WORK TO BE COMPLETED: Copy out the listing that follows, exact in every word, and skip the images.

PROVIDED RECORDS:

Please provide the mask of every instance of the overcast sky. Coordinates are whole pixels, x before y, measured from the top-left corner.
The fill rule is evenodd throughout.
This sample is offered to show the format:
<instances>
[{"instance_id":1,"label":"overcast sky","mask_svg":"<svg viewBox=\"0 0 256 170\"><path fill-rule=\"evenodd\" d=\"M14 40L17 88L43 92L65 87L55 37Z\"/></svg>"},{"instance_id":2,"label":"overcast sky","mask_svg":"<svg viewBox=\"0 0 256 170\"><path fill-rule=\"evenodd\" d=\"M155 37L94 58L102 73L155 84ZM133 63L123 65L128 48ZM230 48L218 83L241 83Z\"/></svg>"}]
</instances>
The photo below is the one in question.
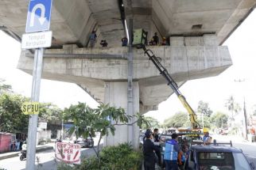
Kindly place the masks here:
<instances>
[{"instance_id":1,"label":"overcast sky","mask_svg":"<svg viewBox=\"0 0 256 170\"><path fill-rule=\"evenodd\" d=\"M203 100L208 102L214 111L227 112L224 104L233 95L241 105L245 96L247 110L249 113L252 111L256 104L255 21L254 10L223 44L228 46L232 66L214 77L188 81L180 89L194 110L198 102ZM16 69L20 52L21 44L0 31L0 78L6 79L14 92L30 96L32 76ZM235 81L239 79L244 81ZM76 85L44 79L41 80L40 101L52 102L60 108L78 101L86 102L91 107L97 104ZM185 111L175 95L158 108L158 111L146 115L161 122L177 111Z\"/></svg>"}]
</instances>

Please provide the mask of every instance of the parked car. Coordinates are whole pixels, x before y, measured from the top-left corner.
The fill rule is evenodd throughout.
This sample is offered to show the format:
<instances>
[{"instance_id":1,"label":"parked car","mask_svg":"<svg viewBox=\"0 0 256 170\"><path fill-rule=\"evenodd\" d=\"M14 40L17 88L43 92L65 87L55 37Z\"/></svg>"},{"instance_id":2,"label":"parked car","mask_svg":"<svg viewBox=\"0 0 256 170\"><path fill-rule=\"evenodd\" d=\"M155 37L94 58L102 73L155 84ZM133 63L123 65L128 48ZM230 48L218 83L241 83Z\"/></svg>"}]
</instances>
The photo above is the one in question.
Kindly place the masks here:
<instances>
[{"instance_id":1,"label":"parked car","mask_svg":"<svg viewBox=\"0 0 256 170\"><path fill-rule=\"evenodd\" d=\"M83 138L82 137L78 138L76 142L75 143L80 144L81 147L89 147L91 148L94 146L94 141L93 138L91 137L88 137L87 138Z\"/></svg>"},{"instance_id":2,"label":"parked car","mask_svg":"<svg viewBox=\"0 0 256 170\"><path fill-rule=\"evenodd\" d=\"M188 169L191 170L252 170L255 169L253 162L250 163L241 149L232 145L195 145L190 148Z\"/></svg>"}]
</instances>

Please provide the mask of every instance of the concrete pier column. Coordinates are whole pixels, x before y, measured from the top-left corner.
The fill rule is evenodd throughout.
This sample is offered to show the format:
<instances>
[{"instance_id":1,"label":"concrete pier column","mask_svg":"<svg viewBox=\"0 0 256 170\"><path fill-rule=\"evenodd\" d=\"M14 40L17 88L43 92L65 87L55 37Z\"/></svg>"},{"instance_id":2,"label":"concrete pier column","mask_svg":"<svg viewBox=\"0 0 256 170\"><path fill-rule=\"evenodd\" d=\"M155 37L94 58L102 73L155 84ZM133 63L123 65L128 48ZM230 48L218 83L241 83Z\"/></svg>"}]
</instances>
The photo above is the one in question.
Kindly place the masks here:
<instances>
[{"instance_id":1,"label":"concrete pier column","mask_svg":"<svg viewBox=\"0 0 256 170\"><path fill-rule=\"evenodd\" d=\"M126 81L114 81L105 83L105 97L104 103L109 104L111 106L122 108L127 112L127 82ZM139 87L138 82L133 82L134 88L134 114L139 111ZM132 122L136 121L134 119ZM138 148L139 140L139 127L137 123L132 126L132 138L129 138L129 127L126 125L116 126L114 136L111 133L108 137L104 138L104 146L117 145L119 143L131 142L134 148Z\"/></svg>"}]
</instances>

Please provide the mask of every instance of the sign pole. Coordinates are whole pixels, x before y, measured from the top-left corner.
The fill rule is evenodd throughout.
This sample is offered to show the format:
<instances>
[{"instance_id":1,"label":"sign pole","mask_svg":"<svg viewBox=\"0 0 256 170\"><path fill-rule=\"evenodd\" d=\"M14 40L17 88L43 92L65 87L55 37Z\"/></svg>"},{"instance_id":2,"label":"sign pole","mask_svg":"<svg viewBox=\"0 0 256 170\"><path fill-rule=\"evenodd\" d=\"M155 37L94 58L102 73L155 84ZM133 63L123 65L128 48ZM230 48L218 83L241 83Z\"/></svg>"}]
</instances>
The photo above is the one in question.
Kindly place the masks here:
<instances>
[{"instance_id":1,"label":"sign pole","mask_svg":"<svg viewBox=\"0 0 256 170\"><path fill-rule=\"evenodd\" d=\"M35 50L33 69L33 81L31 91L31 100L39 101L41 77L43 66L44 48L37 48ZM26 170L34 170L36 158L36 145L37 145L37 119L38 115L33 114L29 115L28 144L27 144L27 157L26 157Z\"/></svg>"}]
</instances>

WRITTEN RESPONSE:
Please provide the mask of every instance of the overcast sky. Coordinates are whole pixels, x before y, measured from the top-left corner.
The fill rule is evenodd throughout.
This sample is offered to show the format:
<instances>
[{"instance_id":1,"label":"overcast sky","mask_svg":"<svg viewBox=\"0 0 256 170\"><path fill-rule=\"evenodd\" d=\"M14 40L17 88L43 92L65 87L55 37Z\"/></svg>"},{"instance_id":2,"label":"overcast sky","mask_svg":"<svg viewBox=\"0 0 256 170\"><path fill-rule=\"evenodd\" d=\"M155 37L94 58L102 73L155 84ZM133 63L123 65L128 48ZM230 48L218 83L241 83Z\"/></svg>"}]
</instances>
The photo below is the one in question.
Kindly place the masks here:
<instances>
[{"instance_id":1,"label":"overcast sky","mask_svg":"<svg viewBox=\"0 0 256 170\"><path fill-rule=\"evenodd\" d=\"M203 100L208 102L214 111L227 112L224 104L233 95L241 105L245 96L247 110L249 113L252 111L256 104L255 21L254 10L223 44L228 46L232 66L214 77L188 81L180 89L194 110L198 102ZM16 69L20 52L21 44L0 31L0 78L6 79L14 92L30 96L32 76ZM235 81L239 79L244 81ZM76 85L44 79L41 80L40 101L52 102L60 108L78 101L86 102L91 107L97 104ZM185 111L175 95L158 108L158 111L146 115L161 122L177 111Z\"/></svg>"}]
</instances>

Please provide the mask of every instance of the parked car. Coordinates are whole pixels, x before y, measured from the top-left corner.
The fill rule is evenodd throughout.
This sample is offered to show the format:
<instances>
[{"instance_id":1,"label":"parked car","mask_svg":"<svg viewBox=\"0 0 256 170\"><path fill-rule=\"evenodd\" d=\"M14 40L17 88L43 92L65 87L55 37Z\"/></svg>"},{"instance_id":2,"label":"parked car","mask_svg":"<svg viewBox=\"0 0 256 170\"><path fill-rule=\"evenodd\" d=\"M155 37L94 58L102 73L155 84ZM133 63L123 65L128 48ZM230 48L218 83L241 83Z\"/></svg>"}]
</instances>
The photo above is the one in question.
Kindly place the masks here:
<instances>
[{"instance_id":1,"label":"parked car","mask_svg":"<svg viewBox=\"0 0 256 170\"><path fill-rule=\"evenodd\" d=\"M83 138L82 137L78 138L76 142L75 143L80 144L81 147L89 147L91 148L94 146L94 141L93 138L91 137L88 137L87 138Z\"/></svg>"},{"instance_id":2,"label":"parked car","mask_svg":"<svg viewBox=\"0 0 256 170\"><path fill-rule=\"evenodd\" d=\"M188 169L191 170L252 170L255 169L253 162L250 163L241 149L232 145L195 145L190 148Z\"/></svg>"}]
</instances>

Please provide the mask of every instance of the concrete pier column. Coordinates are whole pixels, x before y, measured from the top-left corner.
The fill rule is evenodd throughout.
This sample is offered to show the format:
<instances>
[{"instance_id":1,"label":"concrete pier column","mask_svg":"<svg viewBox=\"0 0 256 170\"><path fill-rule=\"evenodd\" d=\"M14 40L17 88L43 92L65 87L55 37Z\"/></svg>"},{"instance_id":2,"label":"concrete pier column","mask_svg":"<svg viewBox=\"0 0 256 170\"><path fill-rule=\"evenodd\" d=\"M155 37L94 58L102 73L155 84ZM133 63L123 65L128 48ZM230 48L218 83L241 83Z\"/></svg>"}]
</instances>
The photo above is the one in question.
Kindly place the masks here:
<instances>
[{"instance_id":1,"label":"concrete pier column","mask_svg":"<svg viewBox=\"0 0 256 170\"><path fill-rule=\"evenodd\" d=\"M126 81L114 81L105 83L105 97L104 103L109 104L111 106L122 108L127 112L127 82ZM139 87L138 82L133 82L134 88L134 114L139 111ZM132 122L136 121L134 119ZM138 148L139 140L139 127L137 123L132 126L132 138L129 138L129 127L126 125L116 126L114 136L111 133L108 137L104 138L104 146L117 145L119 143L131 142L134 148Z\"/></svg>"}]
</instances>

Please provide the mask of every instance of the sign pole. Coordinates are whole pixels, x before y, measured from the top-left corner.
The fill rule is evenodd throughout.
This sample is offered to show the format:
<instances>
[{"instance_id":1,"label":"sign pole","mask_svg":"<svg viewBox=\"0 0 256 170\"><path fill-rule=\"evenodd\" d=\"M14 40L17 88L43 92L65 87L55 37Z\"/></svg>"},{"instance_id":2,"label":"sign pole","mask_svg":"<svg viewBox=\"0 0 256 170\"><path fill-rule=\"evenodd\" d=\"M155 37L94 58L102 73L155 84ZM133 63L123 65L128 48ZM230 48L218 83L241 83Z\"/></svg>"}]
</instances>
The photo above is the one in question.
Kindly place the masks here:
<instances>
[{"instance_id":1,"label":"sign pole","mask_svg":"<svg viewBox=\"0 0 256 170\"><path fill-rule=\"evenodd\" d=\"M35 50L33 69L33 81L31 91L31 100L39 101L41 77L43 66L44 48L37 48ZM26 170L34 170L36 158L36 145L37 145L37 119L38 115L33 114L29 115L28 144L27 144L27 157L26 157Z\"/></svg>"}]
</instances>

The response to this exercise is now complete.